> **TASK PROMPT**: Find "[tag] chest pocket" in the data below; transcribe the line it appears on and each line after it, exactly, to the end, and nothing else.
────
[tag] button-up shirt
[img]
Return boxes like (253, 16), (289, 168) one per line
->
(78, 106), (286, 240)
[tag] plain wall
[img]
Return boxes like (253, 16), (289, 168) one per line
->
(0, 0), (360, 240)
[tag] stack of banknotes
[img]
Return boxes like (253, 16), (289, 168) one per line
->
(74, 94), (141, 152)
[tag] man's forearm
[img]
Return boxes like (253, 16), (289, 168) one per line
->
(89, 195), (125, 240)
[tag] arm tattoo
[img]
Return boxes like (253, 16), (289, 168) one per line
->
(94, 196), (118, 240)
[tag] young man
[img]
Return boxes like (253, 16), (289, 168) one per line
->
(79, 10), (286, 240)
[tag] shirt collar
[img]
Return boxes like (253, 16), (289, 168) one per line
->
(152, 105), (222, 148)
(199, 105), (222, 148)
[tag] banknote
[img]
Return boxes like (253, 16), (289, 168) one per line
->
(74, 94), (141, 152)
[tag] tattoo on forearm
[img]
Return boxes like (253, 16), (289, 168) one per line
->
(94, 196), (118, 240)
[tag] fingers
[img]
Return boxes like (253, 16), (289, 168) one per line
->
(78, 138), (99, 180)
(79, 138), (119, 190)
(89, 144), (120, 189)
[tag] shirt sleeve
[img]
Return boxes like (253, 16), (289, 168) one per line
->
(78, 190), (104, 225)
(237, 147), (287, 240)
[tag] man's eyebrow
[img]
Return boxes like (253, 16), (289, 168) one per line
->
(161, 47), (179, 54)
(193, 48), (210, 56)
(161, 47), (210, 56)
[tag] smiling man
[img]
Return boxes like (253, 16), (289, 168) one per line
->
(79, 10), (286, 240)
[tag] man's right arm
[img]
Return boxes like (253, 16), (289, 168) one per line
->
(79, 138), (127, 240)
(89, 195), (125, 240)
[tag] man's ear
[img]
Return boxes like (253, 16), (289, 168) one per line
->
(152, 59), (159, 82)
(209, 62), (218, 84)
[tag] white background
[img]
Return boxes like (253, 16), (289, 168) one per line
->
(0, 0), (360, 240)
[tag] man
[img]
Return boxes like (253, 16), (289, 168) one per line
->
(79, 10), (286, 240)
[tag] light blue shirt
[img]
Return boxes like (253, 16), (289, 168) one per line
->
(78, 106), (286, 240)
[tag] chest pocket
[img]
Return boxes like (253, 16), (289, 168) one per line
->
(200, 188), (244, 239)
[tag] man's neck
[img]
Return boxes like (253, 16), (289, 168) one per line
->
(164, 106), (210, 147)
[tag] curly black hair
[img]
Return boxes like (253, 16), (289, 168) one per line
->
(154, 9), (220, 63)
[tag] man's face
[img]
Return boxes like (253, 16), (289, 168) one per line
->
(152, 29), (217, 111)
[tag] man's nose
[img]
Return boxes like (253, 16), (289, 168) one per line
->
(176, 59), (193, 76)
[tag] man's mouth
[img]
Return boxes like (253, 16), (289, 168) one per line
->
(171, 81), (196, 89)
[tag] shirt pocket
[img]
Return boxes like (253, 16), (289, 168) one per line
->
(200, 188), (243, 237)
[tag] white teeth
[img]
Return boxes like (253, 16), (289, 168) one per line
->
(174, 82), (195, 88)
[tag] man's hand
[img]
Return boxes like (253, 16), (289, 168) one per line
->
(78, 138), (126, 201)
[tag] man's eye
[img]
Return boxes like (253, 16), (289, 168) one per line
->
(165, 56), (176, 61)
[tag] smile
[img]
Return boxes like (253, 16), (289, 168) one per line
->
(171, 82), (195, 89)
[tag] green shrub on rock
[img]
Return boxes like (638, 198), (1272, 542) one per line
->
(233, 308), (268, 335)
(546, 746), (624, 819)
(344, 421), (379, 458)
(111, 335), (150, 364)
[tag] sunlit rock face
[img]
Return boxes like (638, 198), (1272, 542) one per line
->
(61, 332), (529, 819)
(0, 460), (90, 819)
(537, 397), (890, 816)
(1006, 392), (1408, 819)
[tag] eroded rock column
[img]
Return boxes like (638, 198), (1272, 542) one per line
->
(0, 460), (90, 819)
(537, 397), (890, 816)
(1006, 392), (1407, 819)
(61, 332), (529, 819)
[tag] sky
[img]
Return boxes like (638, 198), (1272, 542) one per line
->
────
> **RIGHT ANSWER**:
[tag] chest pocket
[img]
Return boxes like (253, 16), (289, 168) one per line
->
(200, 188), (244, 239)
[tag] man's neck
[img]
Return boxes like (253, 16), (289, 168) one per line
->
(164, 106), (210, 147)
[tag] curly black hair
[img]
Return boxes like (253, 16), (289, 168) one per line
->
(154, 9), (220, 63)
[tag] man's face
[img]
Return boxes like (253, 16), (289, 168) one per line
->
(152, 29), (217, 111)
[tag] man's nose
[img]
Return boxes like (253, 16), (289, 168) one per line
->
(176, 59), (193, 76)
[tag] man's mouth
[img]
Return boxes like (253, 16), (289, 168) one per line
->
(171, 81), (196, 89)
[tag] shirt pocket
[img]
Return boxes like (253, 16), (289, 168) one per line
->
(200, 188), (243, 237)
[tag] white teeth
[img]
Return boxes like (253, 16), (289, 168) one per line
->
(174, 82), (195, 88)
[tag] man's hand
[img]
Return boxes like (253, 16), (289, 168) one per line
->
(78, 138), (126, 201)
[tag] man's eye
[img]
Return boxes like (253, 16), (289, 168) one per line
->
(165, 56), (176, 61)
[tag] smile
[img]
Return boxes like (253, 16), (289, 168) one per line
->
(171, 82), (195, 89)
[tag] green shrub on rock
[img]
Return boxes like (638, 198), (1272, 542) one per line
->
(233, 308), (268, 335)
(546, 746), (624, 819)
(344, 421), (379, 458)
(111, 335), (150, 364)
[tag] sunlit rock face
[img]
Return boxes like (638, 198), (1272, 542) one per line
->
(61, 332), (529, 819)
(0, 460), (90, 819)
(537, 397), (890, 816)
(1006, 392), (1408, 819)
[tag] eroded rock column
[img]
Return boxes like (638, 198), (1272, 542) one per line
->
(0, 460), (90, 819)
(537, 397), (890, 816)
(1006, 392), (1407, 819)
(61, 332), (529, 819)
[tag] sky
[img]
Return boxes like (638, 198), (1272, 542) one per line
->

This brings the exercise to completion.